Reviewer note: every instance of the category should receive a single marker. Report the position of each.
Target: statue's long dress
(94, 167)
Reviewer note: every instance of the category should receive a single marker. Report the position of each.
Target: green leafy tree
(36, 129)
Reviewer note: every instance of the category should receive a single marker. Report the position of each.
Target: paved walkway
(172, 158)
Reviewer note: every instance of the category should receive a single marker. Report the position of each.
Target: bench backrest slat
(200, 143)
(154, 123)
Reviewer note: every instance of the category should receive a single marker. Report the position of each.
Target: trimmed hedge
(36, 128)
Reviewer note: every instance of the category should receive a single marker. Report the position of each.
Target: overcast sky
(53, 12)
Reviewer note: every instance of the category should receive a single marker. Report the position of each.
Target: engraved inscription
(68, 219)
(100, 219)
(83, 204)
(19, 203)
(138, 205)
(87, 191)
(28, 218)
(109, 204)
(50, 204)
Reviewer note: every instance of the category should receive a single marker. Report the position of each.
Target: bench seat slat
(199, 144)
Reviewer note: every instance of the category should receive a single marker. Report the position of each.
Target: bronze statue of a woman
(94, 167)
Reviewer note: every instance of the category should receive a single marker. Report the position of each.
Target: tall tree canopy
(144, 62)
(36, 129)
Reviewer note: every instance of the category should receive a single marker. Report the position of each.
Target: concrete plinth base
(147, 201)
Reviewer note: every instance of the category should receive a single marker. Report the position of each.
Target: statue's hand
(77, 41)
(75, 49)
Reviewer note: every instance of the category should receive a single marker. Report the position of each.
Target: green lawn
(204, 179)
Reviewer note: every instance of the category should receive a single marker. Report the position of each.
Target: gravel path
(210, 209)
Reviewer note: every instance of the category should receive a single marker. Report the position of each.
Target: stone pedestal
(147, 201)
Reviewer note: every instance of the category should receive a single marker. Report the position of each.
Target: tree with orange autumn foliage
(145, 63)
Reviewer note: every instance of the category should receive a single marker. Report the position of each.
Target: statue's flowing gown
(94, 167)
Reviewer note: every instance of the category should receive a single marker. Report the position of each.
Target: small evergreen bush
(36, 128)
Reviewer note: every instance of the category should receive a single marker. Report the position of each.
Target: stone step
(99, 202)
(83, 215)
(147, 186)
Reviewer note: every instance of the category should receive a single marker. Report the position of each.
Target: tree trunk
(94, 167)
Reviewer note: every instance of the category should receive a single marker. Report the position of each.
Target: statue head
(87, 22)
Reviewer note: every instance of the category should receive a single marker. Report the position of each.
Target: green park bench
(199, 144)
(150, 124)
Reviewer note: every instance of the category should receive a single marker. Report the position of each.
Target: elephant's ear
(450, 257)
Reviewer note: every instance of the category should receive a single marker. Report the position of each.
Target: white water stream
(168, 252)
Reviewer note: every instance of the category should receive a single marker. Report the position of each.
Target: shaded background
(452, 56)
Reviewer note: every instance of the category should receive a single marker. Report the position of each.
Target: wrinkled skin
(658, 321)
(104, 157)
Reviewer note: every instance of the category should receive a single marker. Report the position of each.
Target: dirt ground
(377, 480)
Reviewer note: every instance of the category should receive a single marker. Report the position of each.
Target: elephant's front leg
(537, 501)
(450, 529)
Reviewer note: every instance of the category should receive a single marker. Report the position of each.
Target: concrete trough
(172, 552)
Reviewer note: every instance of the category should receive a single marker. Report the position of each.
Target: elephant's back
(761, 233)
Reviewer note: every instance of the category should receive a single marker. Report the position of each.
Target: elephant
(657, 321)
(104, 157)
:::::
> **YOUR GOAL**
Exactly as written, restate every line of the listing above.

> **FINAL ANSWER**
Reviewer note: every instance of the category should receive a single marker. Report the position of each.
Target: statue's long dress
(94, 167)
Reviewer note: every instance of the category should receive a single marker. Report the position of each.
Target: green leafy tree
(36, 129)
Reviewer note: every instance of the category should receive a single marker. Report the position of each.
Target: paved walkway
(172, 158)
Reviewer note: every instance of the category should receive a single marker. Report the position of each.
Target: bench backrest slat
(200, 143)
(154, 123)
Reviewer note: every instance of the category should receive a single marker. Report the position of each.
Target: trimmed hedge
(36, 128)
Reviewer note: every instance of the category should receive a single marker. Report the position of each.
Target: overcast sky
(53, 12)
Reviewer note: every instance of the category should receive a single marker. Report the position of each.
Target: engraved inscription
(68, 219)
(100, 219)
(83, 204)
(19, 203)
(138, 205)
(87, 191)
(28, 218)
(109, 204)
(50, 204)
Reviewer note: every instance of the category should receive a single marker. Report the position of each.
Target: bench seat slat
(199, 144)
Reviewer note: every instance of the category should receive a single marker. Report the position of each.
Target: bronze statue of a woman
(94, 167)
Reviewer note: every instance of the category should receive a single marker. Report the position of each.
Target: tall tree canopy
(144, 62)
(36, 129)
Reviewer note: every instance of the category should receive a single marker. Report the position of each.
Target: concrete plinth base
(147, 201)
Reviewer note: every instance of the category should receive a single marker. Report the position of each.
Target: statue's hand
(77, 41)
(75, 49)
Reviewer note: every instance of the category should receive a single marker. Report the position of each.
Target: green lawn
(204, 179)
Reviewer note: every instance of the category should receive a single marker. Report the position of each.
Target: gravel path
(210, 209)
Reviewer note: every instance of the category should receive a single marker. Report the position of each.
Target: stone pedestal
(147, 201)
Reviewer note: every instance of the category should receive a single marker. Report the position of each.
Target: tree with orange autumn foliage
(145, 63)
Reviewer note: every instance of the category should receive a single marker. Report the position of each.
Target: statue's flowing gown
(94, 167)
Reviewer note: every instance of the category should receive a single marker. Report the position of each.
Target: small evergreen bush
(36, 128)
Reviewer note: every instance of the category should receive a single marker. Report the position of each.
Target: stone step
(99, 202)
(83, 215)
(147, 186)
Reviewer note: every instance of the category should receive a single marker. Report the position of each.
Target: tree trunk
(94, 167)
Reviewer note: every instance of the category should receive a single marker. Report the position of each.
Target: statue head
(87, 22)
Reviewer note: every instance of the category should receive a single marker. Report the position of each.
Target: green park bench
(199, 144)
(150, 124)
Reviewer note: every instance of the category should receive a single marker. Report the position of each.
Target: elephant's ear
(450, 257)
Reviewer note: every instance of the category should receive a single marker. Report the position of each.
Target: white water stream
(168, 252)
Reviewer note: every instance of the category should receive a single marker. Report the position of each.
Target: shaded background
(452, 56)
Reviewer note: every instance of the category should receive a single marker. Report the position of each.
Target: wrinkled skin
(658, 321)
(104, 157)
Reviewer note: every instance of the category should receive a single marker. Report the position of each.
Target: dirt ground
(377, 480)
Reviewer note: every instance of the category should receive a single marker. Report the position of each.
Target: elephant's front leg
(537, 501)
(450, 529)
Reviewer note: every instance of the category should receive a single marker. Report the position of each.
Target: concrete trough
(172, 552)
Reviewer note: every instance of the category should receive a single marker. Report the position of each.
Target: elephant's back
(761, 233)
Reviewer note: every instance of the category should receive a single marker. Report the position of each.
Target: elephant
(657, 321)
(104, 157)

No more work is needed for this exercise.